## [Fragmento]

----

Antigua goleta restaurada, en el muro de abrigo del puerto de Eivissa

Foto: Xescu Prats

En el siglo XIV ya hay constancia de naves ibicencas, financiadas por empresarios locales, que salvaguardaban las rutas comerciales y asaltaban las embarcaciones enemigas procedentes de la costa africana. Sin embargo, el gran auge de estos aventureros no se produjo hasta los siglos XVII, XVIII y XIX.

Los piratas pitiusos navegaban bajo patente de corso, licencia que otorgaba la Corona española. Tenían derecho a atacar cualquier embarcación y puerto enemigo, pero a cambio debían entregar a los tesoreros del rey la quinta parte del botín. Su presencia implicó cambios notables. Berberiscos, turcos e incluso británicos temían los salvajes ataques de los corsarios ibicencos, famosos por su temeridad. Navegaban a bordo de pequeños jabeques, rápidos como flechas, y arrojaban vasijas de fuego rellenas de pólvora a los buques hostiles.

Por primera vez, los ibicencos, en lugar de ser capturados y subastados en tierras africanas, tuvieron esclavos a su servicio. Muchos de ellos trabajaron en los estanques de Ses Salines, tras ser capturados a bordo de navíos piratas.

----

## [Extractos de filas]

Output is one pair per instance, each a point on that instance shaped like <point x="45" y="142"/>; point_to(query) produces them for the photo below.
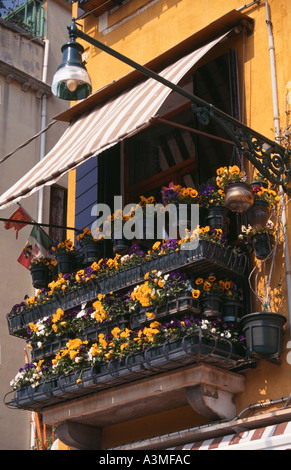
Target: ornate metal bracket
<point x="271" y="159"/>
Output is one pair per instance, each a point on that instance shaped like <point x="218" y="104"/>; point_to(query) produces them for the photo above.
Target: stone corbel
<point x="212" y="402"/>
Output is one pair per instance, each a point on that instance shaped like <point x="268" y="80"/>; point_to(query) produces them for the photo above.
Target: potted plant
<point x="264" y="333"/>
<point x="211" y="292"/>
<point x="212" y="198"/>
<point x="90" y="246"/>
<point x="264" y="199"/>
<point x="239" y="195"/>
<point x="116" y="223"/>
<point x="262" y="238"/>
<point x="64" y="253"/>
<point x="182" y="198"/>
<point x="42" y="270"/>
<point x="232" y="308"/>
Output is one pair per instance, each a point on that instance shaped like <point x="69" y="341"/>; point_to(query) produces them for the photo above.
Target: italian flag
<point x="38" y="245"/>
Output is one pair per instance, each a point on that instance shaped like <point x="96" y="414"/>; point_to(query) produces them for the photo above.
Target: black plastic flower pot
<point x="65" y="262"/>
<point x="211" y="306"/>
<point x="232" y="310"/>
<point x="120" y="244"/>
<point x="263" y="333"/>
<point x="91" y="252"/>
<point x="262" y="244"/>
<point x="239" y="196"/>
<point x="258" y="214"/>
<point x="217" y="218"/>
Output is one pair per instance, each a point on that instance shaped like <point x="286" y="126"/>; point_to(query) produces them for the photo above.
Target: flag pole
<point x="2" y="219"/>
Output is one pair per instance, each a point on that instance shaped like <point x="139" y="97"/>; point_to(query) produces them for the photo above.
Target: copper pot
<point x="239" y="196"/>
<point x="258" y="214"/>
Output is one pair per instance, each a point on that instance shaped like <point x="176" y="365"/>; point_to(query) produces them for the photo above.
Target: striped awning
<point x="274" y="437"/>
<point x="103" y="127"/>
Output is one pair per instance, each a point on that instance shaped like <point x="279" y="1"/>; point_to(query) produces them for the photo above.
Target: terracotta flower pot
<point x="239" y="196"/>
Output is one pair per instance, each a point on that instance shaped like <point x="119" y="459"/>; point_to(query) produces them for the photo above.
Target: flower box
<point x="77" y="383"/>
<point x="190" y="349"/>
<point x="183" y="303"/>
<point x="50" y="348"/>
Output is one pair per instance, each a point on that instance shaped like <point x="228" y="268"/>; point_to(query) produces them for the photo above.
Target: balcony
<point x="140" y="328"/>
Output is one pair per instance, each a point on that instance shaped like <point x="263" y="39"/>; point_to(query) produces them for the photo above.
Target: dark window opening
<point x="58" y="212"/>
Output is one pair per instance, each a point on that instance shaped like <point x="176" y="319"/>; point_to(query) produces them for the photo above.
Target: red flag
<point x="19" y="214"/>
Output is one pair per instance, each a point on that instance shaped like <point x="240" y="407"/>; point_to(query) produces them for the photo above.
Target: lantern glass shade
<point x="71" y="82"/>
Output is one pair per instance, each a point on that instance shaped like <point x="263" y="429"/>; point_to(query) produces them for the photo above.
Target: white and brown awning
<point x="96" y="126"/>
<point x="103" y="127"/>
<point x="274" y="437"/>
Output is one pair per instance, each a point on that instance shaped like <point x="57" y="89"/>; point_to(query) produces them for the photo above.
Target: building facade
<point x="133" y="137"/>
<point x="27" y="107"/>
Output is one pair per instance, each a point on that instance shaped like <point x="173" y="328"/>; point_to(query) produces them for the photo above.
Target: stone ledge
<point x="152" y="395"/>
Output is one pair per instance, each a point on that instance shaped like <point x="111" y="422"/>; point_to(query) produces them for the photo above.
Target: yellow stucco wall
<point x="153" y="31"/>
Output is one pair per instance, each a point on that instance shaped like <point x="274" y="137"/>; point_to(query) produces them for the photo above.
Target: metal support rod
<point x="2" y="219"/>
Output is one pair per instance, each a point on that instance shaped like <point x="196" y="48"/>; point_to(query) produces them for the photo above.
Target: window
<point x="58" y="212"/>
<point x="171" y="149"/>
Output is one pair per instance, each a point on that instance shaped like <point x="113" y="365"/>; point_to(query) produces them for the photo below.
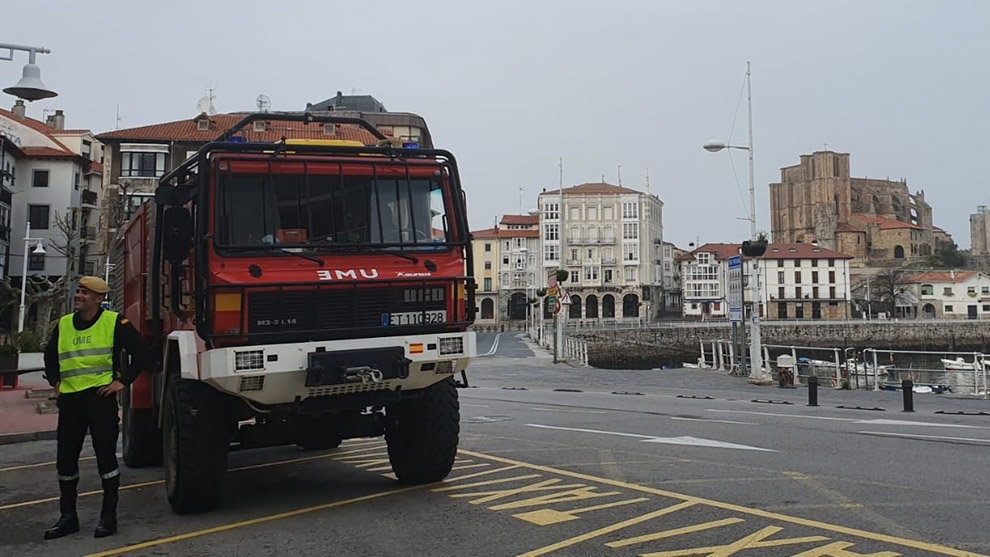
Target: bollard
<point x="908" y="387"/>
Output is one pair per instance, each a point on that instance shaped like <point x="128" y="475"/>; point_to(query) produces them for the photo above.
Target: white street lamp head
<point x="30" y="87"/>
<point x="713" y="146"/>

----

## [Ejercicios]
(1) Responde a estas preguntas sobre el fragmento de los corsarios ibicencos:
(a) ¿Qué parte del botín debían entregar los corsarios a los tesoreros del rey?
(b) ¿En qué siglos se produjo el gran auge de estos aventureros?
(c) ¿Dónde trabajaron muchos de los esclavos?
(2) Reproduce sin cambios el texto del fragmento entre "En el siglo" y "XVIII y XIX.", ambos incluidos.
Las filas provienen de una fuente distinta.

## [Respuestas]
(1)
(a) La quinta parte.
(b) En los siglos XVII, XVIII y XIX.
(c) En los estanques de Ses Salines.

(2)
En el siglo XIV ya hay constancia de naves ibicencas, financiadas por empresarios locales, que salvaguardaban las rutas comerciales y asaltaban las embarcaciones enemigas procedentes de la costa africana. Sin embargo, el gran auge de estos aventureros no se produjo hasta los siglos XVII, XVIII y XIX.